> _Work instructions_: Put every line of the listing below into a JSON list of strings, one string per line, and leave out any blank lines.

> _Available records_:
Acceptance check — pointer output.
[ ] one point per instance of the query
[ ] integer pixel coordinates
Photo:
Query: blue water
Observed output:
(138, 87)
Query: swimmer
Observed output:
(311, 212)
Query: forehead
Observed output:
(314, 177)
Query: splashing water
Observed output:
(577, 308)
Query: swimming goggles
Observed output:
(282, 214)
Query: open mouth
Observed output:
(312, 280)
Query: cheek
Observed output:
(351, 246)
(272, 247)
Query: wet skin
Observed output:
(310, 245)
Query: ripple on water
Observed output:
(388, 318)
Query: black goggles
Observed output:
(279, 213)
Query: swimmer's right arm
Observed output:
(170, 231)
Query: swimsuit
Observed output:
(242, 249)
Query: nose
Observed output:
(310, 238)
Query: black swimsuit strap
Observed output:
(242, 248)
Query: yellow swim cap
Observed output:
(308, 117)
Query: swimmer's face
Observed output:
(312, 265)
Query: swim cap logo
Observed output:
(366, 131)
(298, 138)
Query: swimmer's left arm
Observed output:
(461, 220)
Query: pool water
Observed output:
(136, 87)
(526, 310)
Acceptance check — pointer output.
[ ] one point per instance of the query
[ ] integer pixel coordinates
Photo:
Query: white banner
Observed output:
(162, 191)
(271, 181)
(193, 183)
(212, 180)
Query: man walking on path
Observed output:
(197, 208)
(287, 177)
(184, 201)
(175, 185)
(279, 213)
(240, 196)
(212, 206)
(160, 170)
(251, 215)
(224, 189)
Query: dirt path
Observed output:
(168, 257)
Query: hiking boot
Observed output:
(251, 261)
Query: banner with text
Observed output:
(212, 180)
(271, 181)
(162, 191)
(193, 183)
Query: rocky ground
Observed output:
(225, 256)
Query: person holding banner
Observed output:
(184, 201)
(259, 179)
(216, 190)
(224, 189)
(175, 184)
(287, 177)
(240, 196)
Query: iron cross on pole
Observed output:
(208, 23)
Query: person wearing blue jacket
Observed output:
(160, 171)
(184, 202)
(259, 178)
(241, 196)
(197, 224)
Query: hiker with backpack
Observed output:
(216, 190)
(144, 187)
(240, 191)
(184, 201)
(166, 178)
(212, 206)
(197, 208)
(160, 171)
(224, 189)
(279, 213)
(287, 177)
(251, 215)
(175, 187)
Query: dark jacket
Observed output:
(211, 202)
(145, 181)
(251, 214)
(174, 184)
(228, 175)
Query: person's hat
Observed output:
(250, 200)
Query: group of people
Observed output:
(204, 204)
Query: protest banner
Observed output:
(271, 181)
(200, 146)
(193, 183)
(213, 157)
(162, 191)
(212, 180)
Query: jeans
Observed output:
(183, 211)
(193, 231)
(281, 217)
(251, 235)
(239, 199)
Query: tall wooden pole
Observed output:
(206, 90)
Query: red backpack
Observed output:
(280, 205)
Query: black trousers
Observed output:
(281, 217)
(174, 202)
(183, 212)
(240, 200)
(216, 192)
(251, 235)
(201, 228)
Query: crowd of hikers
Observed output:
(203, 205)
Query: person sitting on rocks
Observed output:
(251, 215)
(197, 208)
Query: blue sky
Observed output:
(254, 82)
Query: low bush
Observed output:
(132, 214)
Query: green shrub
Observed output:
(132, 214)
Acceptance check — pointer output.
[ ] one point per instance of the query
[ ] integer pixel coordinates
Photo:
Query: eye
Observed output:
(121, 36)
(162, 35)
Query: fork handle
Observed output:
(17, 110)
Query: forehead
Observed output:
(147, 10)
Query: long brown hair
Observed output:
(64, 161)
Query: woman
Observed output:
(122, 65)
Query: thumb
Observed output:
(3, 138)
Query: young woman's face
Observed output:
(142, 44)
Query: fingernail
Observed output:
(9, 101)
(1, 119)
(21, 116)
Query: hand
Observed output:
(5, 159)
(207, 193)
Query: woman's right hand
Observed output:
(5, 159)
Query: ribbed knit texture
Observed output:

> _Written solution_:
[
  "Acceptance check — pointer output.",
  "[ ] one point per instance of the query",
  "[ ] integer pixel coordinates",
  "Photo:",
  "Query: blue water",
  "Observed output:",
  "(138, 87)",
  "Query: swimmer",
  "Observed output:",
  "(311, 212)",
  "Query: forehead",
  "Observed output:",
  "(314, 177)",
  "Query: splashing water",
  "Observed output:",
  "(577, 308)",
  "Query: swimming goggles",
  "Observed output:",
  "(282, 214)",
  "Query: open mouth",
  "Observed output:",
  "(312, 280)",
  "Query: cheek",
  "Observed output:",
  "(351, 246)",
  "(272, 247)",
  "Query: wet skin",
  "Observed output:",
  "(310, 245)",
  "Query: ripple on water",
  "Observed output:",
  "(388, 318)",
  "Query: black goggles",
  "Observed output:",
  "(279, 213)",
  "Query: swimmer's right arm",
  "Observed output:",
  "(170, 231)",
  "Query: swimsuit",
  "Observed output:",
  "(242, 249)",
  "Query: nose",
  "Observed output:",
  "(310, 238)",
  "Query: black swimsuit strap",
  "Observed output:",
  "(242, 248)",
  "Query: yellow swim cap",
  "Observed output:",
  "(308, 117)",
  "Query: swimmer's face",
  "Observed output:",
  "(312, 265)",
  "Query: swim cap logo",
  "Observed output:",
  "(366, 131)",
  "(298, 138)",
  "Query: swimmer's left arm",
  "Observed output:",
  "(461, 220)",
  "Query: pool water",
  "Observed output:",
  "(136, 87)",
  "(526, 310)",
  "Acceptance check — pointer output.",
  "[ ] one point per instance of the query",
  "[ ] integer pixel coordinates",
  "Photo:",
  "Query: white banner",
  "Observed output:",
  "(162, 191)",
  "(271, 181)",
  "(193, 183)",
  "(212, 180)",
  "Query: man walking on path",
  "Observed output:",
  "(197, 208)",
  "(287, 177)",
  "(184, 201)",
  "(175, 185)",
  "(279, 213)",
  "(240, 196)",
  "(212, 206)",
  "(160, 170)",
  "(251, 215)",
  "(224, 189)",
  "Query: dirt path",
  "Observed output:",
  "(168, 257)",
  "Query: hiking boot",
  "Observed output:",
  "(251, 261)",
  "Query: banner with text",
  "Observed output:",
  "(212, 180)",
  "(271, 181)",
  "(162, 191)",
  "(193, 183)",
  "Query: rocky ground",
  "Observed output:",
  "(225, 256)",
  "Query: person holding banner",
  "Observed output:",
  "(184, 201)",
  "(259, 179)",
  "(216, 190)",
  "(224, 189)",
  "(175, 184)",
  "(287, 177)",
  "(240, 196)",
  "Query: iron cross on pole",
  "Observed output:",
  "(208, 23)",
  "Query: person wearing blue jacket",
  "Observed output:",
  "(160, 171)",
  "(184, 202)",
  "(259, 178)",
  "(241, 196)",
  "(197, 224)",
  "Query: hiker with backpack",
  "Observed output:",
  "(216, 190)",
  "(144, 187)",
  "(240, 191)",
  "(184, 201)",
  "(166, 178)",
  "(212, 206)",
  "(197, 208)",
  "(160, 171)",
  "(224, 189)",
  "(279, 213)",
  "(287, 177)",
  "(251, 215)",
  "(175, 187)",
  "Query: dark jacket",
  "Observed output:",
  "(211, 202)",
  "(145, 181)",
  "(251, 214)",
  "(174, 184)",
  "(228, 175)",
  "Query: person's hat",
  "Observed output:",
  "(250, 200)",
  "Query: group of people",
  "Observed output:",
  "(204, 204)",
  "Query: protest banner",
  "Observed output:",
  "(271, 181)",
  "(200, 146)",
  "(193, 183)",
  "(213, 157)",
  "(162, 191)",
  "(212, 180)",
  "Query: jeans",
  "Observed output:",
  "(183, 211)",
  "(193, 231)",
  "(281, 217)",
  "(251, 235)",
  "(239, 199)",
  "Query: tall wooden pole",
  "Observed output:",
  "(206, 90)",
  "Query: red backpack",
  "Observed output:",
  "(280, 205)",
  "Query: black trousers",
  "Observed output:",
  "(281, 217)",
  "(174, 202)",
  "(183, 212)",
  "(240, 200)",
  "(216, 192)",
  "(251, 235)",
  "(201, 228)",
  "Query: crowd of hikers",
  "Observed output:",
  "(203, 205)",
  "Query: person sitting on rocks",
  "Observed output:",
  "(251, 215)",
  "(197, 208)",
  "Query: blue sky",
  "Observed output:",
  "(254, 82)",
  "Query: low bush",
  "Observed output:",
  "(132, 214)",
  "Query: green shrub",
  "Observed output:",
  "(132, 214)",
  "Acceptance check — pointer output.",
  "[ ] one point per instance of the query",
  "[ ] integer pixel coordinates",
  "Photo:",
  "Query: eye",
  "Observed output:",
  "(121, 36)",
  "(162, 35)",
  "Query: fork handle",
  "Observed output:",
  "(17, 110)",
  "Query: forehead",
  "Observed output:",
  "(147, 10)",
  "Query: long brown hair",
  "Observed output:",
  "(64, 161)",
  "Query: woman",
  "Observed output:",
  "(122, 65)",
  "Query: thumb",
  "Observed output:",
  "(3, 138)",
  "Query: young woman's face",
  "Observed output:",
  "(142, 44)",
  "Query: fingernail",
  "Observed output:",
  "(9, 101)",
  "(1, 119)",
  "(21, 116)",
  "Query: hand",
  "Observed output:",
  "(5, 159)",
  "(207, 193)",
  "Query: woman's right hand",
  "Observed output:",
  "(5, 159)",
  "Query: ribbed knit texture",
  "Observed output:"
]